### Source document

============================================================

We can summarize the results of the simple linear regression model using the summary() function:

# Summarize the results of model1
summary(model1)


Call:
lm(formula = OwnComputer ~ PovertyRate, data = statedata)

Residuals:
    Min      1Q  Median      3Q     Max 
-6.0341 -1.3216 -0.2835  1.6597  7.8561 

Coefficients:
            Estimate Std. Error t value Pr(>|t|)    
(Intercept) 91.09419    1.12062  81.289   <2e-16 ***
PovertyRate -0.18315    0.07402  -2.474   0.0168 *  
---
Signif. codes:  0 '***' 0.001 '**' 0.01 '*' 0.05 '.' 0.1 ' ' 1

Residual standard error: 2.731 on 50 degrees of freedom
Multiple R-squared:  0.1091,    Adjusted R-squared:  0.09127 
F-statistic: 6.122 on 1 and 50 DF,  p-value: 0.01679

This will output a summary of the regression results, including the coefficients, standard errors, t-values, p-values, and R-squared value. We can use this information to interpret the results of the regression analysis.

The estimates of intercept $(\hat\beta_{0})$ and the slope $(\hat\beta_{2} )$ of model1 can be extracted with model1$ceofficients.

The intercept estimate in model1 is 91.0941893 which means that the predicted value of “OwnComputer” when “PovertyRate” is zero is 91.0941893 .

The slope estimate of -0.1831527 tells us that for every one-unit increase in “PovertyRate”, the predicted value of “OwnComputer” changes by -0.1831527

Std.error: a measure of precision of the estimate of the coefficient. Lower the Std. error, better the fit.

t -value is the ratio of coefficient and its standard error
$Pr(>|t|)$ The probability that we could get a value of $\hat\beta$ that large were the null true (Null: $\beta=0$)
p-value <0.05: coefficient is significantly different from zero.
p-value< 0.01: coefficient is statistically significantly at $1\%$ level

Multiple R-squared: This value measures the proportion of variation in the dependent variable OwnComputer that can be explained by the independent variable(s). In here is it PovertyRate. We can extract the Multiple R-squared value from the summary with summary(model1)$r.squared line of code.

In model1, the Multiple R-squared value is 0.1090863, which means that approximately 10.91% of the variation in “OwnComputer” can be explained by “PovertyRate”.

Residual standard error: This value measures the average amount that the response variable OwnComputer deviates from the predicted value by the model. We can extract the Residual standard error value from the summary with summary(model1)$sigma line of code.

In model1, the Residual standard error is 2.7313536 , which means that the predicted value of “OwnComputer” using “PovertyRate” as a predictor is typically off by about 2.7313536 units.

============================================================

### To do
1/ Answer these questions using the regression tutorial:
(a) Which data frame is passed to the lm() call for model1?
(b) How many degrees of freedom accompany the residual standard error?
(c) What line of code does the tutorial give for extracting the Multiple R-squared value?
2/ Write the next passage of the regression tutorial, following on from its final sentence.

============================================================

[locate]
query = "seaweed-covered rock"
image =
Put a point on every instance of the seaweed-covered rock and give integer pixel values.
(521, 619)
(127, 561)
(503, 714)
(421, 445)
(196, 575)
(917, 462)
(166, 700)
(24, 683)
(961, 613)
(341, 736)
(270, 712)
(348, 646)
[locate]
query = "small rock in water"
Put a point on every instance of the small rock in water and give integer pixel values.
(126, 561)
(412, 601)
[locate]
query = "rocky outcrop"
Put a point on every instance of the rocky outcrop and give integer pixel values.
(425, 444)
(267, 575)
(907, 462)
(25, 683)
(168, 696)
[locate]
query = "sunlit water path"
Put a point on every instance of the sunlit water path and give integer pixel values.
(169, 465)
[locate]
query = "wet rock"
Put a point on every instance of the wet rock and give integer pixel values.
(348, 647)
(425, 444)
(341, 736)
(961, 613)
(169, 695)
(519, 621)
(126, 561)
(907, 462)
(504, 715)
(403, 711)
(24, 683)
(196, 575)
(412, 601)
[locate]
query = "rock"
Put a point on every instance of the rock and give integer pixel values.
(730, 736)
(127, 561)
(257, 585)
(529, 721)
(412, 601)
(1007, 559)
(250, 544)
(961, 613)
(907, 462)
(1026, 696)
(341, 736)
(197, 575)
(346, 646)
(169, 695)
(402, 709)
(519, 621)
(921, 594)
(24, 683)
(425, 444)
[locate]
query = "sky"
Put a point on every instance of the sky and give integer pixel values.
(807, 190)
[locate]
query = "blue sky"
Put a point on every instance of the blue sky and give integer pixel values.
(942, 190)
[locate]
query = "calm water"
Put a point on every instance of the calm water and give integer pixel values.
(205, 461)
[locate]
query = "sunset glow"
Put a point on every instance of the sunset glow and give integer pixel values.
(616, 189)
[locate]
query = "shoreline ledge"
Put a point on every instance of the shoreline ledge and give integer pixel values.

============================================================

### Outputs in order
1/
(a) statedata
(b) 50
(c) summary(model1)$r.squared

2/
Adjusted R-squared: This value is a modified version of the Multiple R-squared value that adjusts for the number of independent variables in the model. We can extract the Adjusted R-squared value from the summary with summary(model1)$adj.r.squared line of code. The Adjusted R-squared value will increase only if the new variable increases the explanatory power of the model. The formula for the Adjusted R-squared= $1-\frac{(1-R^2)(n-1)}{n-k}$ where n is the number of observations, k is the number of independent variables including the constant.

In model1, the Adjusted R-squared value is 0.091268, which is slightly lower than the Multiple R-squared value. This indicates that the model is not overfitting the data.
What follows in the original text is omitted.